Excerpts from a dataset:
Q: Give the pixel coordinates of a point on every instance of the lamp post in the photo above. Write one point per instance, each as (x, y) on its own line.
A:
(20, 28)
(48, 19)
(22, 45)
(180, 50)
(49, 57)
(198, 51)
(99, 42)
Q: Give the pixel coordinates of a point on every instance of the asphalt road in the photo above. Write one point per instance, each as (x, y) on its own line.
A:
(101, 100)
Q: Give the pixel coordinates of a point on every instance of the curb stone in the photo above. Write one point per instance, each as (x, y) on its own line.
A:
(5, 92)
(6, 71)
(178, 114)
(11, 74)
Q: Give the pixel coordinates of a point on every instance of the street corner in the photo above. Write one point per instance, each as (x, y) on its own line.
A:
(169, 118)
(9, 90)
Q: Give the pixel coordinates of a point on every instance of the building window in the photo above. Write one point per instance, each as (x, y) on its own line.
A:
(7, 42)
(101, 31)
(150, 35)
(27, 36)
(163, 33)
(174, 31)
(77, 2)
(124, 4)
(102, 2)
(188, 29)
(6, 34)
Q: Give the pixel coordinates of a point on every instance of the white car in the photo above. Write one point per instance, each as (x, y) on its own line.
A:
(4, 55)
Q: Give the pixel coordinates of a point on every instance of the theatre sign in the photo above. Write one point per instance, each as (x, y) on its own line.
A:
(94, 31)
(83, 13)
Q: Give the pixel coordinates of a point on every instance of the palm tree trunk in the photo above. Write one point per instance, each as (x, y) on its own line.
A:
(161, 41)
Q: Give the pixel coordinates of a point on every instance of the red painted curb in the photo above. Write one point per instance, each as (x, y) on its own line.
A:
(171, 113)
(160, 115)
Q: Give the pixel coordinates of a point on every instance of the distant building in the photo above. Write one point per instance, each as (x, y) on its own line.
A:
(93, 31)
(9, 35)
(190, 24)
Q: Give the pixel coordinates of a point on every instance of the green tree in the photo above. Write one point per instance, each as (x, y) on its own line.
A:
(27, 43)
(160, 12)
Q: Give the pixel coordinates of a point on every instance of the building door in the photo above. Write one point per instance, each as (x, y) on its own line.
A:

Problem details —
A word-for-word transcription of the data above is required.

The answer —
Q: Give the pixel coordinates of a point on every instance of the lamp post in the photo above. Write one point per instance, each as (x, y) on its own line.
A:
(20, 28)
(48, 19)
(22, 45)
(180, 50)
(49, 57)
(198, 51)
(99, 42)
Q: Give the pixel coordinates of a point on every instance of the asphalt road in the photo above. Write one point per instance, each as (x, y) on its own line.
A:
(101, 100)
Q: Give the pixel coordinates of a point on every instance of the curb stone in the photo above. Write one point per instance, each as (x, y) on its own line.
A:
(5, 92)
(6, 71)
(178, 114)
(11, 74)
Q: Give the pixel coordinates of a point on every instance of the street corner in the photo above. Write one point per instance, each as (x, y) on its own line.
A:
(169, 118)
(9, 90)
Q: Give the pixel coordinates of a point on every instance of the building window in the photo above. Write one point per instance, each as (x, y) on its own line.
A:
(7, 42)
(101, 31)
(150, 35)
(27, 36)
(163, 33)
(174, 31)
(77, 2)
(124, 4)
(102, 2)
(188, 29)
(6, 34)
Q: Give the pixel coordinates of a point on every instance of the white car in the photo above. Write one point per instance, each as (x, y) on its own line.
A:
(4, 55)
Q: Give the pixel coordinates of a point on every instance of the theatre sign in the photo above. Write one point per instance, each as (x, y) on its own line.
A:
(94, 31)
(83, 13)
Q: Give the pixel coordinates of a point on every instance of the palm tree trunk in the photo above. Write one point per instance, each as (x, y) on its own line.
A:
(161, 41)
Q: Give the pixel coordinates of a point on every instance of the red painted curb in the photo above. Write one point per instance, each as (x, y) on its own line.
A:
(171, 113)
(160, 115)
Q: Give the pixel coordinates of a point on every instance of the distant building in the photo above. Write one point per instance, each as (x, y) on its own line.
A:
(93, 31)
(9, 35)
(190, 24)
Q: Give the pixel coordinates of a point on every instance of the green tree in the photo above. Write one point per instance, each as (x, y) on its own line.
A:
(27, 43)
(160, 12)
Q: Give the pixel coordinates of a point on every instance of the building door in the photo above. Write one point per instance, each as (x, y) on its own line.
A:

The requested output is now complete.